Reproduce the listing below word for word, keeping every line unchanged.

Saved entries
* * *

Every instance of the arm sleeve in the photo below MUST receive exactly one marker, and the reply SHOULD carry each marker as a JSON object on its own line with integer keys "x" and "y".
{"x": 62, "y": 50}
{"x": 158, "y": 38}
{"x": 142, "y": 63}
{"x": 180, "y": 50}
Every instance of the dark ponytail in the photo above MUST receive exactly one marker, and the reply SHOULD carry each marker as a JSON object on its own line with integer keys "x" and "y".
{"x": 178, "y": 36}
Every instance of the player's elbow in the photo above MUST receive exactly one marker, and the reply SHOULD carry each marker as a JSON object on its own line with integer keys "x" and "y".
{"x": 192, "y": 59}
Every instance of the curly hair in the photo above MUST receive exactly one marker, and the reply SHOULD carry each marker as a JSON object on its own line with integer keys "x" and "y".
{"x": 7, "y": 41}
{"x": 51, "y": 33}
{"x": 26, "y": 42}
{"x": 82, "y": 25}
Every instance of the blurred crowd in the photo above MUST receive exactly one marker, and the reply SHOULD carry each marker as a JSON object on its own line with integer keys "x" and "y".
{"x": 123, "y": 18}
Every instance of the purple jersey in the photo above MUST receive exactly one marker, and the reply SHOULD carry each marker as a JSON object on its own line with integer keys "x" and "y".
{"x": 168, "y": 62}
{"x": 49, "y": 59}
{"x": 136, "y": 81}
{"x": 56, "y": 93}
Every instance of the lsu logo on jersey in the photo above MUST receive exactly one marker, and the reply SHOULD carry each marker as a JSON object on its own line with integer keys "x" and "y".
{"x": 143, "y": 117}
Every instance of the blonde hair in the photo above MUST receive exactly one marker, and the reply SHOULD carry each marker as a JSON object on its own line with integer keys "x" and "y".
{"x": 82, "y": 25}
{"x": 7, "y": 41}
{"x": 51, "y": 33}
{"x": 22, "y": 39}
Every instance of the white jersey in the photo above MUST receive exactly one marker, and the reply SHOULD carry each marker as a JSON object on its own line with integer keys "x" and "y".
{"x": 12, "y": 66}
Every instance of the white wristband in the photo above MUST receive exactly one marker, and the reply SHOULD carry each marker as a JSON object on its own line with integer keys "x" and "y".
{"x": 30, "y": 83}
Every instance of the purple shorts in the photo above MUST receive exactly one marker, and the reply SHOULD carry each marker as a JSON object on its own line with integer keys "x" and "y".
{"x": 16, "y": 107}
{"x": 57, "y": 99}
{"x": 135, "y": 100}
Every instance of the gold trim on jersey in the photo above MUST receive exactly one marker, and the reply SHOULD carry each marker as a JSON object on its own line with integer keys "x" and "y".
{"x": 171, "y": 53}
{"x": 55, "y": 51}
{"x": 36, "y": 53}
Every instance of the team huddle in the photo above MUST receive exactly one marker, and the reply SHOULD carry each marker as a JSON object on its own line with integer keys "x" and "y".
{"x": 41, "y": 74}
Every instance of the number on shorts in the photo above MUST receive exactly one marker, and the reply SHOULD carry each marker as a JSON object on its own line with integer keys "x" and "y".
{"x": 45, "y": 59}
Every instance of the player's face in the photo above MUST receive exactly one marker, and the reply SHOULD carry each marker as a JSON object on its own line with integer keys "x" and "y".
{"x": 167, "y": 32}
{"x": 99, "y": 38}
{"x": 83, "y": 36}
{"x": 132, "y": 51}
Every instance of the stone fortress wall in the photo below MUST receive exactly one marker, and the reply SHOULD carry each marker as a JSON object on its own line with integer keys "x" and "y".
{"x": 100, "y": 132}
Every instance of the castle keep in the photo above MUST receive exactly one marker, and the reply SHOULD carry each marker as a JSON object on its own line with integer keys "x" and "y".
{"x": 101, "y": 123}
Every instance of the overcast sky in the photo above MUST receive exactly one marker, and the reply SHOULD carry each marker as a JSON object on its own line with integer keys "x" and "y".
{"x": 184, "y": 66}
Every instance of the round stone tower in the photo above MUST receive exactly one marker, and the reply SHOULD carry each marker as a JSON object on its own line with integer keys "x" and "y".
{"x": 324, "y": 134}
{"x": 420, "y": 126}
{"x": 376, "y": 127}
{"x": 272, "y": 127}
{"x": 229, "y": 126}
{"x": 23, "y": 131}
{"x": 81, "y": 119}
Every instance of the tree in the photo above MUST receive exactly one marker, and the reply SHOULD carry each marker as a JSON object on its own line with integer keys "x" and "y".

* * *

- [SOLUTION TO THIS TASK]:
Every instance of the arm sleeve in the photo below MUST receive exactly one marker, and the reply SHOULD carry each marker as a JSON object on its own line with integer keys "x" and "y".
{"x": 62, "y": 50}
{"x": 158, "y": 38}
{"x": 142, "y": 63}
{"x": 180, "y": 50}
Every instance of the dark ponytail in the photo above MUST receive exactly one marker, and the reply SHOULD carry each marker as a JSON object on its own line with integer keys "x" and "y".
{"x": 178, "y": 36}
Every instance of the player's elbow in the photo above MUST receive exactly one marker, and the reply SHOULD carry each marker as a JSON object on its own line with integer keys "x" and "y".
{"x": 192, "y": 59}
Every instance of the curly hair in the photo above MUST receive exactly one marker, and the reply SHOULD carry each marker as a JSON object on its own line with integer keys "x" and "y".
{"x": 7, "y": 41}
{"x": 51, "y": 33}
{"x": 26, "y": 42}
{"x": 82, "y": 25}
Every instance of the blurred crowd in the photo above MUST receive exactly one marker, and the reply SHOULD carry each marker as a JSON object on its own line with integer keys "x" and "y".
{"x": 123, "y": 18}
Every instance of the purple jersey in the photo above MUST receive exactly one marker, and the reply SHOULD carry each marker as a JSON object on its own line with integer keys "x" and "y".
{"x": 168, "y": 62}
{"x": 49, "y": 59}
{"x": 136, "y": 81}
{"x": 56, "y": 93}
Every instance of the lsu logo on jersey in the photo above MUST receive exactly one marker, and the reply SHOULD carry each marker as a JSON object on its own line with integer keys "x" and "y".
{"x": 143, "y": 117}
Every instance of the blonde hair in the photo above MUST receive exactly one marker, and the reply SHOULD carry each marker as a JSON object on its own line with integer keys "x" and "y".
{"x": 82, "y": 25}
{"x": 7, "y": 41}
{"x": 51, "y": 33}
{"x": 22, "y": 39}
Every instance of the white jersey in the photo above MUST receive exactly one marker, and the reply SHOULD carry each marker as a JSON object on its own line with integer keys "x" and "y".
{"x": 12, "y": 66}
Every instance of the white wristband in the photo above MUST receive exactly one marker, and the reply SHOULD carry each marker as a JSON object on its own line with integer keys "x" and "y".
{"x": 30, "y": 83}
Every instance of the purple shorts in the photo above MUST receive exactly one marker, and the reply SHOULD carry each marker as a JSON object on its own line with integer keys "x" and "y".
{"x": 16, "y": 107}
{"x": 57, "y": 99}
{"x": 135, "y": 100}
Every instance of the gold trim on jersey in the photo above MUST receive exactly one marker, and the reply SHOULD carry each marker as a JSON object on its own line with integer keys "x" and "y".
{"x": 171, "y": 53}
{"x": 55, "y": 51}
{"x": 36, "y": 53}
Every instance of the team huddle in the photo above MUST receive exactly one marker, and the reply SHOULD carry each marker as a JSON object on its own line with integer keys "x" and "y".
{"x": 41, "y": 74}
Every instance of the number on shorts in the photo above MUST receive exactly one marker, and the reply SHOULD carry each marker as a JSON object on its own line with integer keys "x" and "y".
{"x": 45, "y": 59}
Every instance of the player's face in the photo above MUST receive exactly one marker, and the reply SHOULD carry each marker as a JSON object on its own line with integer keys "x" and "y".
{"x": 167, "y": 32}
{"x": 99, "y": 38}
{"x": 83, "y": 36}
{"x": 132, "y": 51}
Every instance of the stone fortress wall in the photo below MUST receive exactly one marker, and the reply SHOULD carry each marker as a JSON object on its own line with integer keys "x" and "y".
{"x": 100, "y": 132}
Every instance of the castle keep in the photo above MUST receive exactly one marker, and the reply SHOULD carry each marker as a JSON object on its own line with integer keys "x" and "y".
{"x": 101, "y": 123}
Every instance of the overcast sky in the photo above MUST receive exactly one marker, and the reply SHOULD carry each marker as a JSON object on its own line with integer keys "x" and "y".
{"x": 184, "y": 66}
Every instance of the round stone tower in the photo above MUST receive exactly one marker, and the reply SHOULD carry each marker as a JSON object on its own line with integer keys "x" and "y".
{"x": 324, "y": 134}
{"x": 420, "y": 126}
{"x": 376, "y": 127}
{"x": 272, "y": 127}
{"x": 229, "y": 126}
{"x": 23, "y": 131}
{"x": 81, "y": 119}
Every instance of the tree in the photo above MUST receive exactly one marker, and the reply SHOULD carry each marker as a JSON object on its own line with integer keys "x" and "y".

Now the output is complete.